## BEGIN Given records
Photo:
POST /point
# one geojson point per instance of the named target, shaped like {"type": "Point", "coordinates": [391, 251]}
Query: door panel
## END Given records
## BEGIN Given records
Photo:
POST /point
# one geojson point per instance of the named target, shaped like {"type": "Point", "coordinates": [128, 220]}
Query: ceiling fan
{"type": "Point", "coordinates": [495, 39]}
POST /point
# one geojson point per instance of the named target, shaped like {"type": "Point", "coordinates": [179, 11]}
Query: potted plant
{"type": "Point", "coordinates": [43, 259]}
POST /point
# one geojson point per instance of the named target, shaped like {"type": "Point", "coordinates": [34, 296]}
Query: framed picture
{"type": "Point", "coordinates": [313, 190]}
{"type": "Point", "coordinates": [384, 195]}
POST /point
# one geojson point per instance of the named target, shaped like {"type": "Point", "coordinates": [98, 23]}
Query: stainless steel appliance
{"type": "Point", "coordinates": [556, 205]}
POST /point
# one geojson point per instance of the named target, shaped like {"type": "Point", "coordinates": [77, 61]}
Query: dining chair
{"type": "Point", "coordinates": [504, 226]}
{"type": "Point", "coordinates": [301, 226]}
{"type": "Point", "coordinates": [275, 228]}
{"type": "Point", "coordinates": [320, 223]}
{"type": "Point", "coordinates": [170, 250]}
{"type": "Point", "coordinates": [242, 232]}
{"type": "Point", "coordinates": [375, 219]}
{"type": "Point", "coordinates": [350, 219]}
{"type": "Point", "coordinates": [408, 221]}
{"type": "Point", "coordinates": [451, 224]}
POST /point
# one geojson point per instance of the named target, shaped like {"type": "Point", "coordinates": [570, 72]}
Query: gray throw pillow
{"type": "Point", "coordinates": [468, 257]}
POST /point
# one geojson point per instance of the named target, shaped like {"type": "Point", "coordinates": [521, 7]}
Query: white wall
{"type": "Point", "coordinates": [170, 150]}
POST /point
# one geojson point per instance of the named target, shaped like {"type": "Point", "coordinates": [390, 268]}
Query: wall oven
## END Given records
## BEGIN Given records
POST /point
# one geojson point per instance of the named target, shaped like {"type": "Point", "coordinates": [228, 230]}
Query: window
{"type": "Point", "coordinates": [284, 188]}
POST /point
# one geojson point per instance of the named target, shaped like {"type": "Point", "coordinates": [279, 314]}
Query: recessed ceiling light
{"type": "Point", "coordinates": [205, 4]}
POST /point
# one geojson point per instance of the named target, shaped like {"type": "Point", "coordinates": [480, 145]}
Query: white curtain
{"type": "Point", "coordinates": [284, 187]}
## END Given records
Count the lines in the records above that contain the word "instance", matching case exactly. Reply with the number only.

12